# [WHAT IS ASKED]
Reproduce the text of the records with "dark doorway" replaced by "arched doorway" and everything else unchanged, omitting the pictures.

·····

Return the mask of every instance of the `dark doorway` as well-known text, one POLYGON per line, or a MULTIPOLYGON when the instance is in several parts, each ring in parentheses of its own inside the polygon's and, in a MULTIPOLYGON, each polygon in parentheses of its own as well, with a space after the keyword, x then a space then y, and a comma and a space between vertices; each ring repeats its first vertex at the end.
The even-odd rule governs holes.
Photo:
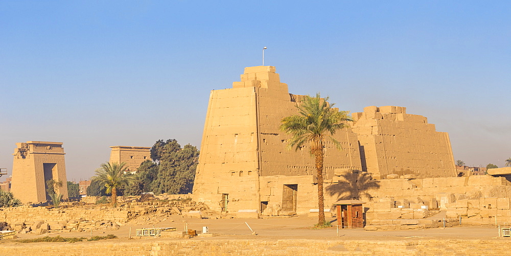
POLYGON ((296 212, 298 184, 284 185, 282 191, 282 211, 296 212))
POLYGON ((229 194, 222 194, 222 212, 227 212, 227 204, 229 203, 229 194))
POLYGON ((57 174, 57 172, 55 171, 57 169, 57 164, 43 164, 42 167, 44 172, 44 192, 46 193, 46 199, 49 200, 51 198, 50 197, 50 195, 48 194, 48 185, 47 184, 47 182, 53 179, 54 173, 57 174))
POLYGON ((263 201, 261 202, 261 212, 262 213, 263 211, 266 210, 266 207, 268 207, 268 201, 263 201))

·····

# [THE ANSWER]
Return the mask of every instance of the `arched doorway` as well-known text, one POLYGON per line, or a MULTIPOLYGON when the instance is in several parts, each ring in parentheses of its own inside the polygon's and, in a MULTIPOLYGON, each polygon in parentheses of its own as well, with a space after the keyword, x then a space then y, and a comma and a space between vertices; each ring repeats its first vertex at the end.
The even-odd rule governs holes.
Photo:
POLYGON ((296 212, 298 184, 284 185, 282 191, 282 211, 296 212))
POLYGON ((229 194, 222 194, 222 212, 227 212, 227 204, 229 203, 229 194))
POLYGON ((57 174, 57 172, 55 171, 57 169, 57 164, 43 164, 42 167, 44 172, 44 192, 46 193, 46 199, 49 200, 51 198, 50 197, 50 195, 48 194, 48 185, 47 184, 47 182, 53 179, 54 173, 57 174))
POLYGON ((263 201, 261 202, 261 212, 262 213, 263 211, 266 210, 266 207, 268 207, 268 201, 263 201))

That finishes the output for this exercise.